Directions: Output must match the data below exactly from its first line through the line that contains "det: porch column", with no other line.
*** Records Section Begins ***
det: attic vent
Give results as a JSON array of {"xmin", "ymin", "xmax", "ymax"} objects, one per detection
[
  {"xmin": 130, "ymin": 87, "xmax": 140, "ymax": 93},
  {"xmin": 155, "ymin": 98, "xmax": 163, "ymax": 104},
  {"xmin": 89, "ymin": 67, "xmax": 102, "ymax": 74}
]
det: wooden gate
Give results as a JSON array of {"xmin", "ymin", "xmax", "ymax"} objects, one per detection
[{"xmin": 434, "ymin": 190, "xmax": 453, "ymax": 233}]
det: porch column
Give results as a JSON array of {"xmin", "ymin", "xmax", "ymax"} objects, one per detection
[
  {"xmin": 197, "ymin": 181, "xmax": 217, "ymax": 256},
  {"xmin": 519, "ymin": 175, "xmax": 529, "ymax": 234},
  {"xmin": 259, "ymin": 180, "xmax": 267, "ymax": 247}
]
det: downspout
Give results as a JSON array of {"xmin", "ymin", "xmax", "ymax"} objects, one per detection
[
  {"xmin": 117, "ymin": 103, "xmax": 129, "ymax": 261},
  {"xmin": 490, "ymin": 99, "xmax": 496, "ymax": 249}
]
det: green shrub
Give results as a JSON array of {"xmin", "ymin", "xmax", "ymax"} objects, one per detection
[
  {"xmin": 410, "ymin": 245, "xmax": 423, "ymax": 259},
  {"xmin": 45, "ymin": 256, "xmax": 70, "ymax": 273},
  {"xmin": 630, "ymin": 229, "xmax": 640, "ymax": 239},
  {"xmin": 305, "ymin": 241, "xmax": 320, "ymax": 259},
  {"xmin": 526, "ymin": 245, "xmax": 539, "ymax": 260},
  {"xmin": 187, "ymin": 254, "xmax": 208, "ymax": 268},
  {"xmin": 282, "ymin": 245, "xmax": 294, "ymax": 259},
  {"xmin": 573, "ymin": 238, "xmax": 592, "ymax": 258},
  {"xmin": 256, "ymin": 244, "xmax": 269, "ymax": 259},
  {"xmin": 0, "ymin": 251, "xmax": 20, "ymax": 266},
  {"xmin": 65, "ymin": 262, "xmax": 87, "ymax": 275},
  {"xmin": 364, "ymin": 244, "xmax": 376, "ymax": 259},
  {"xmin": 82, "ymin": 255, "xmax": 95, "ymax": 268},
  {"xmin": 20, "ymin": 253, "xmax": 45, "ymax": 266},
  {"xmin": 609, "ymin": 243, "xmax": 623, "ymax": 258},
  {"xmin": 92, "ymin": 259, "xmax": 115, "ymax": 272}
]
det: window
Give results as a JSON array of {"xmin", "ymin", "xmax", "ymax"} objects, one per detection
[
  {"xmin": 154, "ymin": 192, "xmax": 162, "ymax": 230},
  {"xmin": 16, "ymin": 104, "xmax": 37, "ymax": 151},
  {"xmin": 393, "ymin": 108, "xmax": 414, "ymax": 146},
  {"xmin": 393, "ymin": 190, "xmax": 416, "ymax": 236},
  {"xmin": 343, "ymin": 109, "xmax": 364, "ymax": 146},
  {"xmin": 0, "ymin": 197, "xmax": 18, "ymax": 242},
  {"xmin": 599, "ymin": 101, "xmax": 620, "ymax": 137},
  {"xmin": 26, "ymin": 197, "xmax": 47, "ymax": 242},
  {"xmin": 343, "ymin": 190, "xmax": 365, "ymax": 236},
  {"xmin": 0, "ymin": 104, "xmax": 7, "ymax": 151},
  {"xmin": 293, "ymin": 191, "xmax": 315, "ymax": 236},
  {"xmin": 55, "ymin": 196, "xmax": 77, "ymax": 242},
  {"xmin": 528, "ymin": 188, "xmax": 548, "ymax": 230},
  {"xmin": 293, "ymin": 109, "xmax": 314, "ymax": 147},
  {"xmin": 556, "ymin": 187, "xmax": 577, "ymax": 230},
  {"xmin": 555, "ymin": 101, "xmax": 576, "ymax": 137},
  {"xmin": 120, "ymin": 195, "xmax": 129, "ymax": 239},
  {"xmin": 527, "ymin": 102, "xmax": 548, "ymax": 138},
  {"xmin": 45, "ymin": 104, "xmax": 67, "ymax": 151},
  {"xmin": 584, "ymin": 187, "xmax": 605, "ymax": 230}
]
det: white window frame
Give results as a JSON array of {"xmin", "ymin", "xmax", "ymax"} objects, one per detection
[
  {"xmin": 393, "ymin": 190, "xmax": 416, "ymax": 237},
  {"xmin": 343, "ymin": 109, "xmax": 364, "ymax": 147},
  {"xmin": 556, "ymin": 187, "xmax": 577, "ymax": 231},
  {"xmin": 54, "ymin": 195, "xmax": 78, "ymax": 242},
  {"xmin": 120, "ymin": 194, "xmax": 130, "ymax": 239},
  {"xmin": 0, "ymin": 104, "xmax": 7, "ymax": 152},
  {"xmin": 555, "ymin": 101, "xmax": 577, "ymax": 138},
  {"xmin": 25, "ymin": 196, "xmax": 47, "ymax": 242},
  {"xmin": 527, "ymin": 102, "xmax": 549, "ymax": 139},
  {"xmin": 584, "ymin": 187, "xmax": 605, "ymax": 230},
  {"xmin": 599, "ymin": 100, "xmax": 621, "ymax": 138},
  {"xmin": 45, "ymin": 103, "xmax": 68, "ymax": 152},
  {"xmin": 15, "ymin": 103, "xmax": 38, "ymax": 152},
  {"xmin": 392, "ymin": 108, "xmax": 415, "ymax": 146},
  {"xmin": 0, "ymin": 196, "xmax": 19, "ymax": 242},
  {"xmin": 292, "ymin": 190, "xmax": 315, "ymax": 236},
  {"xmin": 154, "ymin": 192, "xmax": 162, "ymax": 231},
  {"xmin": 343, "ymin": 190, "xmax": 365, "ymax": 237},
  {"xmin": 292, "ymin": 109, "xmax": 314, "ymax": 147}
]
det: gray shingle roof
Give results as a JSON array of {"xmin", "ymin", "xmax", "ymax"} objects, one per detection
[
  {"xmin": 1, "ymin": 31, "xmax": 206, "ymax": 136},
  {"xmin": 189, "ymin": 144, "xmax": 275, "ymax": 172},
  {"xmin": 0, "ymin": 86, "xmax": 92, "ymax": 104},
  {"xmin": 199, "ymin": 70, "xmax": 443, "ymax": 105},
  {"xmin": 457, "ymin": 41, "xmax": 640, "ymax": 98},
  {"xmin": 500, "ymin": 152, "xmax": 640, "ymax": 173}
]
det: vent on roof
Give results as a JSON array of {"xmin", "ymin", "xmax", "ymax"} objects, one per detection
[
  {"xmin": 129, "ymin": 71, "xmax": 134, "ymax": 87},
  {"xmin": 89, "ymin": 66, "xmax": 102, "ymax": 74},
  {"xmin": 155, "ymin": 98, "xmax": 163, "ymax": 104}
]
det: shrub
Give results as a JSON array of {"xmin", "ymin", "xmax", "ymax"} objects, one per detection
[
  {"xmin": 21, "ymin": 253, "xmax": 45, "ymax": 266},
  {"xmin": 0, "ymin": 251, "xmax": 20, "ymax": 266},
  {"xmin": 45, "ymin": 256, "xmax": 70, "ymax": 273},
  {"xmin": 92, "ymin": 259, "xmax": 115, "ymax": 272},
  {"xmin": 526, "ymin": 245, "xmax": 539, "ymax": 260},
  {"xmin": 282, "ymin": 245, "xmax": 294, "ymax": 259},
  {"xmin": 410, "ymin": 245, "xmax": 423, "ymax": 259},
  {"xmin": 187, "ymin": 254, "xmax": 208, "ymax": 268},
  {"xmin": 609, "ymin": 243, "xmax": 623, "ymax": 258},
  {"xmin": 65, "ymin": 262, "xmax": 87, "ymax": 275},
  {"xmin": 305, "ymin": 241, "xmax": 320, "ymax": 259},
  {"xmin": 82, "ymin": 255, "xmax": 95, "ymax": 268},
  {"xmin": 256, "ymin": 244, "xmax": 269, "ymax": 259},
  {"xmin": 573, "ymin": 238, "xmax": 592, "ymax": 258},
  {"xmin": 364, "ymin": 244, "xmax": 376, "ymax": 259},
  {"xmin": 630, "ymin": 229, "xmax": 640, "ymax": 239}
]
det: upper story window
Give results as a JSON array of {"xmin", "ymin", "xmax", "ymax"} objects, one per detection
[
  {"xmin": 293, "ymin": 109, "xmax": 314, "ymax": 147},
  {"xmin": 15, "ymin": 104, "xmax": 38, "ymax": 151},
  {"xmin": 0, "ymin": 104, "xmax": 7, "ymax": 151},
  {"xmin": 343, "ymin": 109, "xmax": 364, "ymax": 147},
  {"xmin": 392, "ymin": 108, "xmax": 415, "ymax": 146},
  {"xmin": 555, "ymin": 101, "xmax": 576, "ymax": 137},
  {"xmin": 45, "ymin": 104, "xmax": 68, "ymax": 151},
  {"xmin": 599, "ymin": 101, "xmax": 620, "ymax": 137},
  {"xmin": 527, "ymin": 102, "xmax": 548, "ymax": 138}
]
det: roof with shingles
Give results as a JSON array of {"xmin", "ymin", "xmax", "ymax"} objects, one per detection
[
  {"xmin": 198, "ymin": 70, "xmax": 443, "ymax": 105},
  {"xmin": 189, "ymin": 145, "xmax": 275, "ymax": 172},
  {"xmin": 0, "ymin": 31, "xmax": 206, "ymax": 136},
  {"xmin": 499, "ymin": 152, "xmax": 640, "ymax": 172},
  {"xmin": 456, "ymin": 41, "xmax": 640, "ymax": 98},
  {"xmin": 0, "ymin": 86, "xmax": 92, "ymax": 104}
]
*** Records Section Ends ***
Exercise response:
det: attic vent
Give results as a JSON array of {"xmin", "ymin", "xmax", "ymax"} objects, one per detection
[
  {"xmin": 130, "ymin": 87, "xmax": 140, "ymax": 93},
  {"xmin": 155, "ymin": 98, "xmax": 163, "ymax": 104},
  {"xmin": 89, "ymin": 67, "xmax": 102, "ymax": 74}
]
det: wooden gate
Give results as a JSON array of {"xmin", "ymin", "xmax", "ymax"} objects, one per detection
[{"xmin": 434, "ymin": 190, "xmax": 453, "ymax": 233}]
det: porch column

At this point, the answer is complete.